Dataset rows
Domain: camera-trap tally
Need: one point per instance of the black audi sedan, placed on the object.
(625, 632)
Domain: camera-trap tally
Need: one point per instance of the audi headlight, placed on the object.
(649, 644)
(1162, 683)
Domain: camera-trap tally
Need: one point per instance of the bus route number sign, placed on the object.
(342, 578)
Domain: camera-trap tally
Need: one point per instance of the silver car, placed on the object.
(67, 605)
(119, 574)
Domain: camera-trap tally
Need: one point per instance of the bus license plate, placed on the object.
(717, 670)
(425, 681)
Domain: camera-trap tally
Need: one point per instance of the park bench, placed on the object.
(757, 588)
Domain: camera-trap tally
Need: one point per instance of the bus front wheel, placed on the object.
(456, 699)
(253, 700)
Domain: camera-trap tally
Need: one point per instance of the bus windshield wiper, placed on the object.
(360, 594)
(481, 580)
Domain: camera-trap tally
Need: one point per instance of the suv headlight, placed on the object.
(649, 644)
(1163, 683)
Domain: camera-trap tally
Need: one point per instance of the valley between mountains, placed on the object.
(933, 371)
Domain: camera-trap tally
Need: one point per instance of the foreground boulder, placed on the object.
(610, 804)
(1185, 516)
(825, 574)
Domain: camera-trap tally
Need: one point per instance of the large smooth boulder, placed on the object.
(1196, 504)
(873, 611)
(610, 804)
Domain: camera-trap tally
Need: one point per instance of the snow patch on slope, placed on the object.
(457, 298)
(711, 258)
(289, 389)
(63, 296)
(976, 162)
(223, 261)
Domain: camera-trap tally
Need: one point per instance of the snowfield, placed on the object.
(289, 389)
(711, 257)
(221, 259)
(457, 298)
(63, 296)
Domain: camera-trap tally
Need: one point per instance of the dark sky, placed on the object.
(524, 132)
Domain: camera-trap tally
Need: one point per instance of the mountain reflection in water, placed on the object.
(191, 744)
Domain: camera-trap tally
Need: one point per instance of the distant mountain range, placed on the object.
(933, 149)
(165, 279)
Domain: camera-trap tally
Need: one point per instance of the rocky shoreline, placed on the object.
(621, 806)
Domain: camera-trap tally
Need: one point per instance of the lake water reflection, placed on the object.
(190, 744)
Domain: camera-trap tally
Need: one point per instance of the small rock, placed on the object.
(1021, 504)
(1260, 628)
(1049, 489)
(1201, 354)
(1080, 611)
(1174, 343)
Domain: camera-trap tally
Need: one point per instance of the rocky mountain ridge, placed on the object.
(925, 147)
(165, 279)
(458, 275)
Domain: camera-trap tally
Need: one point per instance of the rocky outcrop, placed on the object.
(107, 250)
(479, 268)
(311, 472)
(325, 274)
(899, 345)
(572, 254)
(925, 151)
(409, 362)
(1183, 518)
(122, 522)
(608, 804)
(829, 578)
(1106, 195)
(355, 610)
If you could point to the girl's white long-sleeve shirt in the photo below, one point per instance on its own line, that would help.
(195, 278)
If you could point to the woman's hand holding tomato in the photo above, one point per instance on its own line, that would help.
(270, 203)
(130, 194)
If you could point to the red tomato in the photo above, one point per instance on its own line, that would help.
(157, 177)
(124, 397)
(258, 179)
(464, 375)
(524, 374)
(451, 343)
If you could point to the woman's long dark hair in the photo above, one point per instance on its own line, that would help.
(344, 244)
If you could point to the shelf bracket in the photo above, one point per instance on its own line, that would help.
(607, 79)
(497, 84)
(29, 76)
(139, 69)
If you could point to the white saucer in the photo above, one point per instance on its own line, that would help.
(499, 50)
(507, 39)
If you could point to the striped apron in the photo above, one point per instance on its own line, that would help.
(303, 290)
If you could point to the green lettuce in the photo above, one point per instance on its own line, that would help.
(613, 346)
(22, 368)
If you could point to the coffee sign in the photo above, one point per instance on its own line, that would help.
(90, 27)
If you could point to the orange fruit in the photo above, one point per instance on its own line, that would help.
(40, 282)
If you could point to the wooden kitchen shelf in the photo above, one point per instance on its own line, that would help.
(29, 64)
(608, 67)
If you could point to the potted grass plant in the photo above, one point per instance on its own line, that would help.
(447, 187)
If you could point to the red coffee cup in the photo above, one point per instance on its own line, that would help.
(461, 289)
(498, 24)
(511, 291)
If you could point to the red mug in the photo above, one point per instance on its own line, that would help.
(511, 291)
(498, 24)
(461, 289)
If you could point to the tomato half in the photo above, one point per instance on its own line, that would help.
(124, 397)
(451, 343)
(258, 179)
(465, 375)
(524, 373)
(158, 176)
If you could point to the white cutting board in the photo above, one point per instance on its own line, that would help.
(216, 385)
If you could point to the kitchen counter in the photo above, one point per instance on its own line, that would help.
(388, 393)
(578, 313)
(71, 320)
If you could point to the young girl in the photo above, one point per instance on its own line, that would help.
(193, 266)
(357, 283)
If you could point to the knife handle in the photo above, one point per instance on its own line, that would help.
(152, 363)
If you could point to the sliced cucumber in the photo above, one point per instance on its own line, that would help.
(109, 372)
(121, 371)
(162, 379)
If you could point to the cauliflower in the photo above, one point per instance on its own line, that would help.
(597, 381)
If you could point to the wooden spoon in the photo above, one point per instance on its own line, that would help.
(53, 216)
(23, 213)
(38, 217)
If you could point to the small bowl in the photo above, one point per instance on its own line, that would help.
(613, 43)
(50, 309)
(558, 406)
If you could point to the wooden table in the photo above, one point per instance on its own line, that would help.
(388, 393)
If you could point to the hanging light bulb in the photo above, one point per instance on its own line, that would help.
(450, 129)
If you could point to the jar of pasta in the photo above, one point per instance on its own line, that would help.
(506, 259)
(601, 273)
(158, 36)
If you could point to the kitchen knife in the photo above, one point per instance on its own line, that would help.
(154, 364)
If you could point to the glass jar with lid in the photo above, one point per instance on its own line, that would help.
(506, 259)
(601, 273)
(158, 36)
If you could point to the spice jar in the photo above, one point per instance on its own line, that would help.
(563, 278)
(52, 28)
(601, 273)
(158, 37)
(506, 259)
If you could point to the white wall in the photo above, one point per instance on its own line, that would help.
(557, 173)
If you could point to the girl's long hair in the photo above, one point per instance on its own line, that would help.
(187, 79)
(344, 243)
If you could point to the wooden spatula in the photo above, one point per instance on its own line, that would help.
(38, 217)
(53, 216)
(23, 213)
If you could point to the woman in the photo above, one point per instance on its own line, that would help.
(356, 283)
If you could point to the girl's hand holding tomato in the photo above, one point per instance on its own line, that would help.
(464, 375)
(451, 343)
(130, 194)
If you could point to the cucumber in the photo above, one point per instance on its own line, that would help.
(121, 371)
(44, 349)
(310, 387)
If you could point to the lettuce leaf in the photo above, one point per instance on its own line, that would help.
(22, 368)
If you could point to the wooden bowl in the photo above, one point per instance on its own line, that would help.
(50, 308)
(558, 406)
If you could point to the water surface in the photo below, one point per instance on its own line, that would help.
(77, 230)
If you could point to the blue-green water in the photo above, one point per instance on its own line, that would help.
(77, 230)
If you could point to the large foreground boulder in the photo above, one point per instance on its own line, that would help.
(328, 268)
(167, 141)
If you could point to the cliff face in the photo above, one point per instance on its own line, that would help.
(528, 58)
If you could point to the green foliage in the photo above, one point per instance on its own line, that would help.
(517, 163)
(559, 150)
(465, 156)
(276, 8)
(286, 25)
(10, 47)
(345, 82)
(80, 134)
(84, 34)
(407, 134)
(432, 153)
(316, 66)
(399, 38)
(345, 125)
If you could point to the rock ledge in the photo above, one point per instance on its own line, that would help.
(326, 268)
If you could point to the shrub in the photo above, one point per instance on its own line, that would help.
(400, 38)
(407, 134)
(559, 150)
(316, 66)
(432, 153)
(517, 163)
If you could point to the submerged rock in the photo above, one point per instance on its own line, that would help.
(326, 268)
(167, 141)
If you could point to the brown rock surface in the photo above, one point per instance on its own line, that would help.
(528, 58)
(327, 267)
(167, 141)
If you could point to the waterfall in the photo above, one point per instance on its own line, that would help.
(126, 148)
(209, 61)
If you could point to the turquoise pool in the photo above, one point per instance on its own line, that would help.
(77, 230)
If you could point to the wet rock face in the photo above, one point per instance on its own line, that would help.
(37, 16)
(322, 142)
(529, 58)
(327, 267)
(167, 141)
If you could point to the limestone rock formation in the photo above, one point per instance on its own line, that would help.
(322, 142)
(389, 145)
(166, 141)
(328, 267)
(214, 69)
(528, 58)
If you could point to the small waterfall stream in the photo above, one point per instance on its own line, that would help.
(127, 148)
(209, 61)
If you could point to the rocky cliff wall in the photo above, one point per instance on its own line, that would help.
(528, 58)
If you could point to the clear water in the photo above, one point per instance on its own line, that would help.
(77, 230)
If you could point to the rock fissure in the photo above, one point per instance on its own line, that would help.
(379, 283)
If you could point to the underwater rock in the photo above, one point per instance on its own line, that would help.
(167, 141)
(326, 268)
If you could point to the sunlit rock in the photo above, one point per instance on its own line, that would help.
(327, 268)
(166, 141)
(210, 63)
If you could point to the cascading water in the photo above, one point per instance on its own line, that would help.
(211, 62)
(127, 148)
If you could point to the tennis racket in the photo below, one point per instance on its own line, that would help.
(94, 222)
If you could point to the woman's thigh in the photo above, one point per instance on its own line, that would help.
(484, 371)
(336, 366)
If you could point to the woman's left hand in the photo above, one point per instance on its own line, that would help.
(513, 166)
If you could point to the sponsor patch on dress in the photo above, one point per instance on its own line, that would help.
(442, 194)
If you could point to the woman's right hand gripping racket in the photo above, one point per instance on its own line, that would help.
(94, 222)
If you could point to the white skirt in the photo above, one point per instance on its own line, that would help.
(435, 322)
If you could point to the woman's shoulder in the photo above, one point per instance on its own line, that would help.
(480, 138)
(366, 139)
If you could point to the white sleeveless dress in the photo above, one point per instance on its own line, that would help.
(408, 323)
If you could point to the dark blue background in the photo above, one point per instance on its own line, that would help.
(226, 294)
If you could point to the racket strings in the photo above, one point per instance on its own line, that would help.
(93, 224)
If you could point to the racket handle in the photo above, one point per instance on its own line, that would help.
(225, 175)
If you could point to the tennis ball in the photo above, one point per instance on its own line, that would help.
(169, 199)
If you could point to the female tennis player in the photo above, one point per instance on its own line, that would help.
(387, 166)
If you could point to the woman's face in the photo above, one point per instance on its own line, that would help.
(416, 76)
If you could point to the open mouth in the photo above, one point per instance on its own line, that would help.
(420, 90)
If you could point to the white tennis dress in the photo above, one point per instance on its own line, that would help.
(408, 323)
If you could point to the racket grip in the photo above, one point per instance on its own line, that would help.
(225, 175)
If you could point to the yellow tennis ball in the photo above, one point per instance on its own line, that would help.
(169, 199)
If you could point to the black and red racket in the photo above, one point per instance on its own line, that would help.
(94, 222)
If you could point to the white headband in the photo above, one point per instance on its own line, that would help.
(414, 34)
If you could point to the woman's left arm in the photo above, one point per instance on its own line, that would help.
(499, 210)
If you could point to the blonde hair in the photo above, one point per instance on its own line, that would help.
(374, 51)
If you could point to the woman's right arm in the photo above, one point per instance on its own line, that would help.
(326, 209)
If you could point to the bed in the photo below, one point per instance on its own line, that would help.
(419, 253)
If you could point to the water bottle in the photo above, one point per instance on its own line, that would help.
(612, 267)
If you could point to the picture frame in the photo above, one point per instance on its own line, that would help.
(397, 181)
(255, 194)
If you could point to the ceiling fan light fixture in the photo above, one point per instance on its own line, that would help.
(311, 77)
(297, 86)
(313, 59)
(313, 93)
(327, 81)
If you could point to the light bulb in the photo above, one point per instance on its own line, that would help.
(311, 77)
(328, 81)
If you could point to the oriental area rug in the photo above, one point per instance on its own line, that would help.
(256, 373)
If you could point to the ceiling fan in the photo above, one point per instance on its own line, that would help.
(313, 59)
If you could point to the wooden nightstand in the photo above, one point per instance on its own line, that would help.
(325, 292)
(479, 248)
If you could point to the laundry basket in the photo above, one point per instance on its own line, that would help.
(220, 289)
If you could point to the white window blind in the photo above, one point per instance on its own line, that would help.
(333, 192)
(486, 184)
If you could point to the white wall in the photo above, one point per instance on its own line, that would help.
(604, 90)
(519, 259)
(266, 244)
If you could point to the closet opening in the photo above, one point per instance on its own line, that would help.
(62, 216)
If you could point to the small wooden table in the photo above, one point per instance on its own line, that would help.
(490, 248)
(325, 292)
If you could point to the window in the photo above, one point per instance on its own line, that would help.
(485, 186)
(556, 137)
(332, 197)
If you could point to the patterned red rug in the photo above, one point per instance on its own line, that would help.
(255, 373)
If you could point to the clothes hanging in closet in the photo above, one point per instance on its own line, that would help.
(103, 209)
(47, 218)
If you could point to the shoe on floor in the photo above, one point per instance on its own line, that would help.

◆ **Exercise instructions**:
Find the line that contains "If you could point to the ceiling fan in" in the listing above. Retype it and every line after it up to the last, exactly, and nothing else.

◆ **Answer to this problem**:
If you could point to the ceiling fan in the photo above, one point per instance on its own line, that would help.
(313, 59)
If you could point to the wooden nightstand in the photo above, one point per instance on its own line, that would help.
(325, 292)
(479, 248)
If you could point to the laundry basket in the photo above, one point per instance on its own line, that would help.
(220, 289)
If you could point to the white window blind in the photo above, one point per instance on its own line, that would help.
(333, 192)
(486, 184)
If you could point to the white wall in the photo above, one point per instance on its own line, that would help.
(604, 90)
(519, 259)
(266, 244)
If you could point to the closet opening in the photo above, one point per instance on its own line, that would help.
(62, 216)
If you could point to the small wooden table in the photo above, one point per instance on its own line, that would help.
(490, 248)
(325, 292)
If you could point to the window in the photo above, one point per instance on its own line, that would help.
(485, 186)
(556, 137)
(332, 197)
If you could point to the patterned red rug in the photo above, one point per instance on its own line, that would help.
(255, 373)
If you could point to the clothes hanging in closet in the photo above, one point per instance on its own line, that would help.
(103, 209)
(47, 218)
If you could point to the shoe on floor in the photo above, one point per instance on its own line, that would help.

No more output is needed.